WORK INSTRUCTION
Look below for the line containing "just looking for the black"; write out that line and each one after it to the end, exactly, and nothing else.

Dataset entries
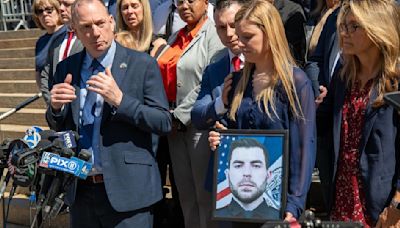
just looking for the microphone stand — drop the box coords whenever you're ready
[0,93,42,121]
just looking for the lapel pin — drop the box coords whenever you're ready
[120,63,127,68]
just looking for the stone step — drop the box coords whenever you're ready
[0,124,50,142]
[0,193,70,227]
[0,80,39,93]
[0,108,47,126]
[0,47,35,58]
[0,38,37,49]
[0,29,44,40]
[0,69,35,80]
[0,58,35,69]
[0,93,46,109]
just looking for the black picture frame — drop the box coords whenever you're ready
[212,129,289,223]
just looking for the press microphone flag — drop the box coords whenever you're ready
[39,152,91,179]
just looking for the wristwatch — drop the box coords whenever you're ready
[391,199,400,209]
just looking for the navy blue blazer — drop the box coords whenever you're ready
[191,49,230,130]
[317,74,400,222]
[46,43,172,212]
[305,7,340,96]
[224,67,316,218]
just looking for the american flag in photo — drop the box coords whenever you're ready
[215,135,235,209]
[216,135,282,210]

WRITTEN SOLUTION
just looking for the black picture frame — drop the box coords whenever you're ready
[212,129,289,223]
just looking for the press microphone flag — drop the box coords whenever you're ready
[39,152,91,179]
just looking for the wristwatch — drop the box coords whenever you're ready
[391,199,400,209]
just looking for the navy blue blazer — drop the box coords whenever you're ready
[191,49,230,130]
[317,74,400,222]
[46,43,172,212]
[305,7,340,96]
[224,67,316,218]
just looking for the american flag in photo — drop the box coords whenever you're ready
[215,135,235,209]
[216,135,282,210]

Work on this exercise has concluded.